__Extrait de page__.
────────────────────────────────────────
Le tour du monde des salutations.

Le tour du monde des salutations.


"Comment vous portez-vous?". Dans cette phrase de quatre mots se trouve l'essence même du caractère français.
"Vous portez-vous?" tout extérieur, superficiel, indique bien l'être impressionnable, vif; le peuple ardent et démonstratif.




Le Gascon dit simplement: "Commin vas?". Deux mots lui suffisent, alors que le Parisien, plus exigeant, en demande quatre.





L'Allemand vous salue par son: "Wie  geht's?", comment va-t-il (il neutre), c'est à dire comment va l'être? La personne tout entière est comprise dans ce seul mot.
L'Anglais, très fort en monosyllabes vous dit: "How do you do?" ou bien "How do you feel?", comment allez-vous; mot à mot, "comment faites-vous faire" et "comment sentez-vous"
Le Hollandais vous lance un fort: "Hoe waart's ge?": comment voyagez-vous? - Peuple toujours en voyages;
Les Égyptiens vous disent: "Comment va la transpiration?", phrase qui caractérise bien leur climat brûlant.
Le Chinois, finement gastronome en tout et partout, vous salue par ces mots: "Tchen kna fan me?": "Avez-vous mangé votre riz?" ou par cet autre: "Comment est votre estomac?".




Ce bon Céleste descend de sa monture quand il passe à côté d'un grand personnage.
Les gens qui passent la moitié de leur vie à l'ombre vous abordent par le lent: "Come sta?".
Les Arabes demandent: "Par la grâce d'Allah! comment êtes-vous?".
Les Ottomans: "Soyez sous la garde de Dieu."




Les Persans: "Puisse ton ombre ne pas diminuer."
Les Russes baisent le front des dames leurs amies, sans que personne n'y trouve à redire.




Dans l'Arabie Pétrée, on se salue en se mettant joue contre joue. 




En présence d'une caste supérieure à la sienne, l'Hindou se prosterne dans la poussière.



Dans quelques îles de l'Amérique du Sud, les naturels se crachent dans les mains, puis frottent la figure de la personne qu'ils veulent complimenter, ce qui sans doute ne peut manquer d'être très doux.




Les sauvages d'Australie collent leur langue contre celle de leur ami. Horreur! Et les microbes! Les malheureux n'y pensent pas.




En Afrique, les nègres se serrent le nez en signe d'affection vive, l'on doit avancer la tête vers celui qui a la pensée de vous donner ce témoignage d'amitié.




En Laponie, on s'offre la pipe l'un de l'autre sans l'essuyer, et il faut accepter sans sourciller et même avec un doux sourire.
En France, autrefois, les hommes, les princes même, s'offraient à coucher dans les mêmes draps, ce qui montrait que l'on avait aucune répugnance l'un pour l'autre et qu'on était prêts à partager les mêmes maux.
Dans certaine commune du département de la Corrèze, un simple signe de croix vous accueille, tandis que dans l'Auvergne vous entendez un adicias qui vous ferait croire, sur le ton où il est prononcé, à un juron.
Pour terminer dignement ce "tour du monde" et en revenir à notre point de départ, la France, finissons par des formules "fin de siècle" qui ont pris des tournures ironiques et cruelles. On dit:
A un homme qui revient du Maroc ou de Turquie: "Je te croyais perdu!"
A un seigneur russe qui fait ses frasques à Paris: "Tiens, les Japonais vous ont fait grâce!".
A Monsieur Edmond Rostand, rencontré au hasard d'une promenade dans les Pyrénées: "Quand Chantecler chantera-t-il?".
Et à un financier qui flâne sur le boulevard: "Vous avez donc fini vos cinq ans?".

                                                                                                                             Raoul Pierre.

Mon Dimanche, revue populaire illustrée, 20 septembre 1908.
────────────────────────────────────────
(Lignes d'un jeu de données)
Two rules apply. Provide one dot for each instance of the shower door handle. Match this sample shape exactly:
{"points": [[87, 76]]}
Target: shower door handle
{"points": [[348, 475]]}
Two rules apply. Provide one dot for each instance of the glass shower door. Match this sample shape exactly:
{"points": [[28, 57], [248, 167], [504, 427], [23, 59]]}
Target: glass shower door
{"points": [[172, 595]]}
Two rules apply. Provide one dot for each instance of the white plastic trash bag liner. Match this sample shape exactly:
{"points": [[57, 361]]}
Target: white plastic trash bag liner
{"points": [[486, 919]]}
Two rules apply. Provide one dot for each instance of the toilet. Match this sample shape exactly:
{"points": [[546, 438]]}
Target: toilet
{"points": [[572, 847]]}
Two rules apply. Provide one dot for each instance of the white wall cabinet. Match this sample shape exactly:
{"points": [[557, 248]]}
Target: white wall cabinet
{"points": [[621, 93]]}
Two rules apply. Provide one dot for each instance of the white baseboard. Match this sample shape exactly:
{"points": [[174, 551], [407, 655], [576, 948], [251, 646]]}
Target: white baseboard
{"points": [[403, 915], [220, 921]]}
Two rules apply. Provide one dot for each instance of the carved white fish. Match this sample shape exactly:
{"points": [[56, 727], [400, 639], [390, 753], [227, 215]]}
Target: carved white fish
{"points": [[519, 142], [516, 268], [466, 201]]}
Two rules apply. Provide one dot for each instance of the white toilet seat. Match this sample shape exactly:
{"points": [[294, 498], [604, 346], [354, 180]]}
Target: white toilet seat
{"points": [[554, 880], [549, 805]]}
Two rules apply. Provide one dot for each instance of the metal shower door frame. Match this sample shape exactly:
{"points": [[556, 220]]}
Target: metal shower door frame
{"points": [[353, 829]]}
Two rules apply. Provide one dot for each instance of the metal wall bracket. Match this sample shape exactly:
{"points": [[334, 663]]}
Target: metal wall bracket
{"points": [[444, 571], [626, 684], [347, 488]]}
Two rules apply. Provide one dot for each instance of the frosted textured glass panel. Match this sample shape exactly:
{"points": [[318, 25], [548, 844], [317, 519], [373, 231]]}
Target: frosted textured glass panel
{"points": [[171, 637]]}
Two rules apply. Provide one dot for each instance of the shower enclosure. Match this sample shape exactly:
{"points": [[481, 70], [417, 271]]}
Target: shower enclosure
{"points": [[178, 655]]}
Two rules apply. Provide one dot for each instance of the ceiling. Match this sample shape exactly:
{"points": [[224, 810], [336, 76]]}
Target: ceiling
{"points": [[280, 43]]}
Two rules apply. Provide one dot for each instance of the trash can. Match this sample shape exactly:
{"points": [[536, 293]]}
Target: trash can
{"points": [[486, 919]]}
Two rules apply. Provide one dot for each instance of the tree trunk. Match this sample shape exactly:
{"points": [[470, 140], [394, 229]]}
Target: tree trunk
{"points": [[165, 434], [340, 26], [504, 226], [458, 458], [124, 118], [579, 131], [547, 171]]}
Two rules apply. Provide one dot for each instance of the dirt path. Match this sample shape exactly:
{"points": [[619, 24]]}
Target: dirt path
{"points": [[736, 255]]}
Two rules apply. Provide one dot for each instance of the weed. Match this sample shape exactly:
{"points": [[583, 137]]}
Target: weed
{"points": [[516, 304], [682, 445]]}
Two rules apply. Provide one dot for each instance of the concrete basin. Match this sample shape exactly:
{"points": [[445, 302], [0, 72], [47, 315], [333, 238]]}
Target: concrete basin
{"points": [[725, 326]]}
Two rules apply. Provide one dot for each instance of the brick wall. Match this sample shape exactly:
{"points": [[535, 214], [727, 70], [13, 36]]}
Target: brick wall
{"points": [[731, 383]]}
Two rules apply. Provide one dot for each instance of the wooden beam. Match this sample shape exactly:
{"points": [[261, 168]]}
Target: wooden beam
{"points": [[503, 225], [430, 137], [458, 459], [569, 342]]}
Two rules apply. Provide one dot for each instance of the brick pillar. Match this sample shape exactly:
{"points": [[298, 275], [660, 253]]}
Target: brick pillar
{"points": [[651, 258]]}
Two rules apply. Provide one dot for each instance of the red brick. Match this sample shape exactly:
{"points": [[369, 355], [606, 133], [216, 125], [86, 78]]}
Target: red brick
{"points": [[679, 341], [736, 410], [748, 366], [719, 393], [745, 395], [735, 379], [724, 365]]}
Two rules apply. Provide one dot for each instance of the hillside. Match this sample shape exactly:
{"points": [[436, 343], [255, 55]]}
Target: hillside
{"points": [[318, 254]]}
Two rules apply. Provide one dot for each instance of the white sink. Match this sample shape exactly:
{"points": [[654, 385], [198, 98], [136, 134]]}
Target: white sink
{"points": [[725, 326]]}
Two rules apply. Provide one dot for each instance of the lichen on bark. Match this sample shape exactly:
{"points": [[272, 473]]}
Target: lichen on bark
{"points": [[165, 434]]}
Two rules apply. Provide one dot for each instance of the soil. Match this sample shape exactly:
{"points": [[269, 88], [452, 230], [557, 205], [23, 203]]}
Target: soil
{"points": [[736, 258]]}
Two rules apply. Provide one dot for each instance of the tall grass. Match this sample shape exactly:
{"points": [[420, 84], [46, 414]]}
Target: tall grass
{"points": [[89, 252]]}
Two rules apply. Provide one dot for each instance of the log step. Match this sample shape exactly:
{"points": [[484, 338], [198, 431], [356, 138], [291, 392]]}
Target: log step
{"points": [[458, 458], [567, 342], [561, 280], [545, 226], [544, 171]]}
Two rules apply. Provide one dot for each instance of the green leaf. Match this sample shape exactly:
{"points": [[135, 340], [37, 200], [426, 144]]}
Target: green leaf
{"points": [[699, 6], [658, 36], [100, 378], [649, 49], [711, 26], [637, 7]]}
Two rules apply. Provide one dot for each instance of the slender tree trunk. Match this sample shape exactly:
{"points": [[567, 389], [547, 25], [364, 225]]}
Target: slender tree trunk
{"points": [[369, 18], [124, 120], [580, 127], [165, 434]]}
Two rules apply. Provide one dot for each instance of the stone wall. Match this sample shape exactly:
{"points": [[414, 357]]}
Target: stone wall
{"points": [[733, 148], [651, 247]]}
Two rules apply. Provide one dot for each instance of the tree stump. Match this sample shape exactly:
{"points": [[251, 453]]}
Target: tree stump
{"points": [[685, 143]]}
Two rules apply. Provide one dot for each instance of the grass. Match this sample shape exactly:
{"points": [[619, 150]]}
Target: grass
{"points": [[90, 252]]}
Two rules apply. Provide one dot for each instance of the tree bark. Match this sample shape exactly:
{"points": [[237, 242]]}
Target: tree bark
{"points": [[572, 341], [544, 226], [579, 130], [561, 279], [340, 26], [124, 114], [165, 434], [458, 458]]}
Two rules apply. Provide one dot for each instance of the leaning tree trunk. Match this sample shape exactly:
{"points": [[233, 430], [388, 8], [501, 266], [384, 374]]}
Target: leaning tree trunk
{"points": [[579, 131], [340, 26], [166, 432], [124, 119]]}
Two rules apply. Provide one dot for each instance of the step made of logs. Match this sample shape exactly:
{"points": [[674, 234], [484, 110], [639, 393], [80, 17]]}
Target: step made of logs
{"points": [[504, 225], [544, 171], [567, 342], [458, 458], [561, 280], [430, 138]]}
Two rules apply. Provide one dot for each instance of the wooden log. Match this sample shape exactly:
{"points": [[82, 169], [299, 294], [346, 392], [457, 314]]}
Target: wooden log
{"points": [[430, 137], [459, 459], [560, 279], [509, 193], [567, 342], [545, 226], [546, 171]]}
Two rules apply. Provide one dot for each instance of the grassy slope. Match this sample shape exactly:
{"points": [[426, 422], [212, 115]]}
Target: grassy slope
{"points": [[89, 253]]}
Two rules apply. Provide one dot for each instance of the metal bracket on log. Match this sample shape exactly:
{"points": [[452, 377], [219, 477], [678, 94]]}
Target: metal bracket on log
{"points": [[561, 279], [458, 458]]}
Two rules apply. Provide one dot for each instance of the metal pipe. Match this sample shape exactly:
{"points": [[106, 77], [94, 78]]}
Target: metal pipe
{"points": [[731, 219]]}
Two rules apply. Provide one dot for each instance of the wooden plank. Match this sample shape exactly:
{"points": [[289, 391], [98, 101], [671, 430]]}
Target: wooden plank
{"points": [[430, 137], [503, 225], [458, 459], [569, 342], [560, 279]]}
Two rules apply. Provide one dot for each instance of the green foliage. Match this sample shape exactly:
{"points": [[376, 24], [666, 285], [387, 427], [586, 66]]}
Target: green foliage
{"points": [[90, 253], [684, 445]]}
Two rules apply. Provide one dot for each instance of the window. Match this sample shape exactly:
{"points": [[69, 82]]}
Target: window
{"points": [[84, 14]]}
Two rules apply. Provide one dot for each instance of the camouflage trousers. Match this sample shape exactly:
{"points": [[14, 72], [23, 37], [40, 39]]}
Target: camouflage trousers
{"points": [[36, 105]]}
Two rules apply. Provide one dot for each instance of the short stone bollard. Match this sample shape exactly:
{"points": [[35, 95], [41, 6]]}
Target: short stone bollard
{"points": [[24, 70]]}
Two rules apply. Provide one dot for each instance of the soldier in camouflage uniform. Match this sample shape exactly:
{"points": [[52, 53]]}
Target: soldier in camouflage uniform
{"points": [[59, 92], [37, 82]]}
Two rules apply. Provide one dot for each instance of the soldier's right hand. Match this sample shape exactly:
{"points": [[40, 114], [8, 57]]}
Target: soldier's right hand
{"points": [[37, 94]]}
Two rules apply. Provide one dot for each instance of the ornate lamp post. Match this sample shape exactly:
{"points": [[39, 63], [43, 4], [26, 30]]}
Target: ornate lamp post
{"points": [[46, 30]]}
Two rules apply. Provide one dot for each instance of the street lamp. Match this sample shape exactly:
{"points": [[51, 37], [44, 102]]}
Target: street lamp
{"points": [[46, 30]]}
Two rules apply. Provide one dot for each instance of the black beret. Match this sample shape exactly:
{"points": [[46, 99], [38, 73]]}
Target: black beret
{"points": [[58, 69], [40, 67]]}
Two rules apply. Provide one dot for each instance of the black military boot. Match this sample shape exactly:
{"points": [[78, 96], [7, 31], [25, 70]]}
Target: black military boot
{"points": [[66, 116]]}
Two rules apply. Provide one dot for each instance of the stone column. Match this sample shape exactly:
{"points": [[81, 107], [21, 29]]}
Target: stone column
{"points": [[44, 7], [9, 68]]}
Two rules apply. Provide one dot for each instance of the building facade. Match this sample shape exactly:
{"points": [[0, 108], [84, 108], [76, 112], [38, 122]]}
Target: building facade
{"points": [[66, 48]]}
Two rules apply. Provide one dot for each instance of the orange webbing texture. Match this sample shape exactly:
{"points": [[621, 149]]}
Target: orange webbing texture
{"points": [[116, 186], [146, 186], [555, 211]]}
────────────────────────────────────────
__Consignes__.
• 1. Traduisez en anglais la phrase suivante de l'extrait sur les salutations : « Dans l'Arabie Pétrée, on se salue en se mettant joue contre joue. »
• 2. Indiquez si chacune des affirmations suivantes concorde avec l'extrait sur les salutations, en répondant par oui ou par non et en citant les mots décisifs du texte. (a) Le Gascon n'a besoin que de deux mots pour saluer. (b) Les Persans saluent en disant « Soyez sous la garde de Dieu ». (c) En Laponie, on essuie la pipe avant de l'offrir.
• 3. D'après l'extrait sur les salutations, que fait l'Hindou en présence d'une caste supérieure à la sienne ?
Ces lignes forment un matériau distinct de l'extrait sur les salutations.

__Réponses par consigne__.
• 1. In Arabia Petraea, people greet one another by putting cheek against cheek.

• 2.
(a) Oui : « Deux mots lui suffisent ».
(b) Non : « Les Persans: "Puisse ton ombre ne pas diminuer." »
(c) Non : « on s'offre la pipe l'un de l'autre sans l'essuyer ».

• 3. Il se prosterne dans la poussière.